• RECORDS PROVIDED:

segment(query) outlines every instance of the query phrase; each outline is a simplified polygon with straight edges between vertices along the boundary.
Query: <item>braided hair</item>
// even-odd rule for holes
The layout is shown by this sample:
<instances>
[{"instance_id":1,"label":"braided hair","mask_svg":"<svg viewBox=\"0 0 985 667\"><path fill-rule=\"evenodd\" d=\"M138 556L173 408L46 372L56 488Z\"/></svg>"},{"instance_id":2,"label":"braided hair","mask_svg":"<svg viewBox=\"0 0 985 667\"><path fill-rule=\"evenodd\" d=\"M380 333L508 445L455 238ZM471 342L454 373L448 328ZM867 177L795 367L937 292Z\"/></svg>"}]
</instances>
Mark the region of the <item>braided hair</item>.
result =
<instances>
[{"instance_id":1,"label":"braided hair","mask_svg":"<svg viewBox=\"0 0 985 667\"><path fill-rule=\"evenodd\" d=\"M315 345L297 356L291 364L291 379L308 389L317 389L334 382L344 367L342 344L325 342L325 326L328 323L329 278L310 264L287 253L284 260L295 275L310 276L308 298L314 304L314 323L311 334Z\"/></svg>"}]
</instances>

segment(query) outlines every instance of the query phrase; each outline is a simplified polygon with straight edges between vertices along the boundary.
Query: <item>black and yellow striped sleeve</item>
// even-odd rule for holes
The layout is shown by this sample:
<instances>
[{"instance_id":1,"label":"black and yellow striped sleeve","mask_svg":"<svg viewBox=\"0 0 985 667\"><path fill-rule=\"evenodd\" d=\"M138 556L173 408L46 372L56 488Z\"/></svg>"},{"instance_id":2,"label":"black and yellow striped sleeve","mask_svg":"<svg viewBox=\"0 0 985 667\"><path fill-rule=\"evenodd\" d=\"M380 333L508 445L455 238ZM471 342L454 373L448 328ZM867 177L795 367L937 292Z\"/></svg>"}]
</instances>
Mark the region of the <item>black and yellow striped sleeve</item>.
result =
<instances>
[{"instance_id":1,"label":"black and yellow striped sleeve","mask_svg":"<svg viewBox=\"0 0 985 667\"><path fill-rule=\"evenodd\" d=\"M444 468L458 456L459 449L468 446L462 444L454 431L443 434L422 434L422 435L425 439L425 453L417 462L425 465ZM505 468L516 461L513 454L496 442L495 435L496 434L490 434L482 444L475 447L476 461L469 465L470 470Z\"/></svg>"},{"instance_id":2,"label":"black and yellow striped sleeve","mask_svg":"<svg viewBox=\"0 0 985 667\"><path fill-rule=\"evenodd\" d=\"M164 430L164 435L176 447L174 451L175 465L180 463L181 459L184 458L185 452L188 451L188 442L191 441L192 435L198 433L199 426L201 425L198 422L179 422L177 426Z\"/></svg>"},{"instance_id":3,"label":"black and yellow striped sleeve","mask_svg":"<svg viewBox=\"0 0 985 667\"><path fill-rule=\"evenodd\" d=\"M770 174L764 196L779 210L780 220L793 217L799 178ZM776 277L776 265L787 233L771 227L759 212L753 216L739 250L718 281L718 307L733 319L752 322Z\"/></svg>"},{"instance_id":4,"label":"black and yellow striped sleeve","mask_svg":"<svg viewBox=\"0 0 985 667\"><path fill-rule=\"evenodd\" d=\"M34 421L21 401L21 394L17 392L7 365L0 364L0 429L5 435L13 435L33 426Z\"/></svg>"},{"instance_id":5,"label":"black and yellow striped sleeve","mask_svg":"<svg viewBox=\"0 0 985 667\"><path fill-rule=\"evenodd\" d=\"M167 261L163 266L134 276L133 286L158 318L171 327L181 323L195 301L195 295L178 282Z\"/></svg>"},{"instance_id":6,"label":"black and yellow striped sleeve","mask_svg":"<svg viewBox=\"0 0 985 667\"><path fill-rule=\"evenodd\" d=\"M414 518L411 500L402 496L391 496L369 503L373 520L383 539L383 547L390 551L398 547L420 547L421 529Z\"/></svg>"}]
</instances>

• WHAT TO DO: Give all the entries again exactly; leave none out.

• OUTPUT FOR THIS EXERCISE:
segment(query) outlines every instance of the query phrase; each outline is a simplified polygon with straight edges between vertices along the boundary.
Query: <item>braided hair</item>
// even-odd rule for holes
The layout is shown by this sample:
<instances>
[{"instance_id":1,"label":"braided hair","mask_svg":"<svg viewBox=\"0 0 985 667\"><path fill-rule=\"evenodd\" d=\"M138 556L173 408L46 372L56 488Z\"/></svg>"},{"instance_id":2,"label":"braided hair","mask_svg":"<svg viewBox=\"0 0 985 667\"><path fill-rule=\"evenodd\" d=\"M380 333L508 445L455 238ZM471 342L454 373L448 328ZM867 177L795 367L937 292Z\"/></svg>"}]
</instances>
Mark the region of the <item>braided hair</item>.
result =
<instances>
[{"instance_id":1,"label":"braided hair","mask_svg":"<svg viewBox=\"0 0 985 667\"><path fill-rule=\"evenodd\" d=\"M315 345L297 356L291 364L291 379L308 389L317 389L334 382L344 367L342 344L325 342L325 326L328 323L329 278L310 264L287 253L284 260L295 275L310 276L308 298L314 304L314 323L311 334Z\"/></svg>"}]
</instances>

segment(query) outlines every instance of the query phrase; each outline is a simplified polygon with straight edges between vertices along the boundary.
Query: <item>black and yellow striped sleeve</item>
// even-odd rule for holes
The layout is shown by this sample:
<instances>
[{"instance_id":1,"label":"black and yellow striped sleeve","mask_svg":"<svg viewBox=\"0 0 985 667\"><path fill-rule=\"evenodd\" d=\"M138 556L173 408L46 372L56 488Z\"/></svg>"},{"instance_id":2,"label":"black and yellow striped sleeve","mask_svg":"<svg viewBox=\"0 0 985 667\"><path fill-rule=\"evenodd\" d=\"M380 333L508 445L455 238ZM471 342L454 373L448 328ZM867 177L795 367L937 292Z\"/></svg>"}]
</instances>
Mark the region of the <item>black and yellow striped sleeve</item>.
result =
<instances>
[{"instance_id":1,"label":"black and yellow striped sleeve","mask_svg":"<svg viewBox=\"0 0 985 667\"><path fill-rule=\"evenodd\" d=\"M444 468L458 456L459 449L468 446L462 444L454 431L443 434L422 434L422 435L425 439L425 453L417 462L425 465ZM505 468L516 461L513 454L496 442L495 435L496 434L490 434L482 444L475 447L476 461L469 465L470 470Z\"/></svg>"},{"instance_id":2,"label":"black and yellow striped sleeve","mask_svg":"<svg viewBox=\"0 0 985 667\"><path fill-rule=\"evenodd\" d=\"M164 430L164 435L176 447L174 451L175 465L180 463L181 459L184 458L185 452L188 451L188 442L191 441L192 435L198 433L199 426L201 425L198 422L179 422L177 426Z\"/></svg>"},{"instance_id":3,"label":"black and yellow striped sleeve","mask_svg":"<svg viewBox=\"0 0 985 667\"><path fill-rule=\"evenodd\" d=\"M770 174L764 196L779 210L780 220L793 217L799 178ZM776 277L776 265L787 233L771 227L759 212L753 216L739 250L718 281L718 307L733 319L752 322Z\"/></svg>"},{"instance_id":4,"label":"black and yellow striped sleeve","mask_svg":"<svg viewBox=\"0 0 985 667\"><path fill-rule=\"evenodd\" d=\"M34 421L21 401L21 394L17 392L7 365L0 364L0 429L5 435L13 435L33 426Z\"/></svg>"},{"instance_id":5,"label":"black and yellow striped sleeve","mask_svg":"<svg viewBox=\"0 0 985 667\"><path fill-rule=\"evenodd\" d=\"M167 261L163 266L134 276L133 286L158 318L171 327L181 323L195 301L195 295L178 282Z\"/></svg>"},{"instance_id":6,"label":"black and yellow striped sleeve","mask_svg":"<svg viewBox=\"0 0 985 667\"><path fill-rule=\"evenodd\" d=\"M414 518L411 500L402 496L391 496L369 503L373 520L383 539L383 547L390 551L398 547L420 547L421 529Z\"/></svg>"}]
</instances>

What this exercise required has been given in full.